§ **TEXT SHOWN**:

It is possible that Congress intended that the broad definition of ‘mining‘ set forth in section 114(b)(4)(B) should serve not only to determine income attributable to mining within section 731, but also that this definition should furnish a guide post for determining whether a corporation was ‘engaged in mining‘ under the same section. In any event, whether we are guided by the statutory definition or by the usual and ordinary definition of ‘mining‘, we are convinced by the evidence that petitioner was not engaged in the mining of chromite for the purposes of section 731 in the taxable year.
In 1944 petitioner played an entirely passive role in the chrome mining industry as lessor of the Agnes mining claims, and received all of its income in the form of royalties from Robertson, the lessee. Following the lease agreement of April 14, 1942, petitioner had performed no function nor taken any financial risk in exploring these mining properties for ore, developing mines, extracting chromite therefrom and marketing the same. Nor was petitioner engaged in any other mining operations during the taxable year. There is evidence that it directed a few inquiries toward the purchase of other chrome mining claims and on one occasion authorized the expenditure of $3,000 to acquire chrome which had already been mined. These negligible activities fall far short of any active policy of locating and developing other chrome deposits. We do not attach much significance to the fact that in the brief period from June 24, 1941, until April 12, 1942, petitioner explored and developed the Agnes mining properties to a limited extent. These same claims had previously been located and worked in World War I and were relocated and examined prior to petitioner's incorporation. There is no affirmative evidence that petitioner found any mineable deposit of chromite therein prior to April 12, 1942, and the express terms of the lease on that date plus the small capital commitment by petitioner for exploration refute any conclusion that it completed the exploration and development work there. Finally we give little weight to this limited action on the part of petitioner because no further steps were taken towards active participation in mining operations there or elsewhere subsequent to April 14, 1942. Such activity was a mere isolated occurrence. Thus we conclude that in 1944 petitioner was not engaged in discovering deposits of chrome ore, building mines, extracting ore or treating same. It was not engaged in ‘mining‘ in the usual sense or as defined in section 114(b)(4)(B).
It is a well recognized principle that tax exemptions are not to be lightly inferred, Heiner v. Colonial Trust Co., 275 U.S. 232; United States v. Stewart, 311 U.S. 60. In view of Congressional silence regarding lessors of mining properties, we are convinced it would be an undue extension of the statutory language to hold that section 731 covers a corporation such as petitioner, which bought up a few mining claims in a proven area, which started but never completed the exploration or development of any mining properties nor extracted ore therefrom, and which quickly lapsed into the passive role of a lessor holding its claims for lease to a producer willing to carry out all the mining operations necessary to mine and market chromite. We therefore hold that in 1944 petitioner was not entitled to the exemption contained in section 731. The concessions set forth in the stipulation of facts will be taken into account in the recomputation herein directed.
Petitioner abandoned the only error assigned as the basis of its petition in Docket No. 23902.
Reviewed by the Court.
In Docket No. 18515, decision will be entered under Rule 50. In Docket No. 23902, decision will be entered for respondent.
ARUNDELL, J., dissenting: It seems to me that the construction given to section 731 in the majority opinion is entirely too narrow and serves to defeat the very purpose of its enactment.

§ **DATA SEGMENT**:
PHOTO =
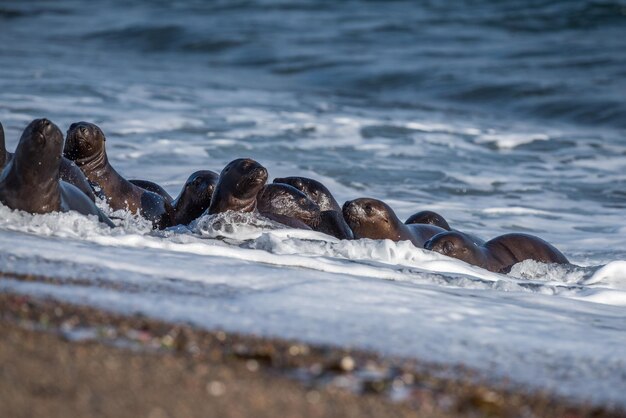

§ **REQUIRED TASKS**:
(a) Answer these questions from the court opinion on the mining exemption, one line each, marked as the questions are:
(i) From whom did petitioner receive its royalty income in 1944?
(ii) What sum did petitioner once authorize to acquire chrome that had already been mined?
(iii) Which judge dissented?
(b) Summarize the court opinion on the mining exemption in two sentences.
(c) Carry the court opinion on the mining exemption forward from its final sentence, developing the dissent.

§ **PER-TASK ANSWERS**:
(a)
(i) Robertson, the lessee.
(ii) $3,000.
(iii) Arundell.

(b) The court found that in 1944 petitioner played an entirely passive role as lessor of the Agnes mining claims, receiving all of its income as royalties from its lessee, and was not engaged in mining in the usual sense or as defined in section 114(b)(4)(B). Because tax exemptions are not to be lightly inferred, the court held that petitioner was not entitled to the section 731 exemption, though Judge Arundell dissented that this reading of the section was too narrow.

(c)
In 1940, there was a crying need for the production of certain strategic war materials, of which chromite was one. We had depended on foreign sources for our supply and the war activities of the enemy made likely the stoppage of our importations. To give encouragement to the discovery and development of our domestic sources of supply, Congress enacted section 731 of the Internal Revenue Code which provided that:
In the case of any domestic corporation engaged in the mining of * * * chromite * * *, the portion of the adjusted excess profits net income attributable to such mining the United States shall be exempt from the tax imposed by this subchapter.
There can be no question but that the income with which we are concerned was attributable to the mining of chromite. But it is said that the petitioner was not engaged in mining and therefore may not have the benefit of the statute.
The petitioner was organized in 1941 for the sole purpose of taking title to a group of mining claims believed to contain chromite and with the view to their exploration and development. By April 1942, it had opened tunnels and had performed various other work in order to locate the deposits of chromite and to prepare for the actual removal of the ore. Apparently the petitioner was financially unable to carry out the operation itself and a lease arrangement was made with Robertson under which the petitioner was to receive a gross royalty of 20 per cent of the amounts realized from the sales of ore.
To deny petitioner the benefits of section 731 because it did not engage in the actual extraction of ore from the claims is to say that Congress intended only to accelerate the production of chromite from mines already existing and operating within the United States or to benefit only those firms possess of sufficient financial resources to undertake and complete the exploitation of mining properties without outside assistance. In my opinion, this result is in direct conflict with the intent evidenced by Congress in its Committee Reports,1 which indicated that the Statute was designed to encourage the discovery, exploration and development of mines containing these strategic metals as well as to encourage the day-to-day removal of the ore. Therefore, it seem to me that recognition of the underlying necessity for the extension of this exemption and the specific purposes of Congress in granting this benefit require that the petitioner be regarded as having been engaged in the mining of chromite within the meaning of section 731 during 1944.
Van fossan, JOHNSON, and TIETJENS, JJ., agree with this dissent.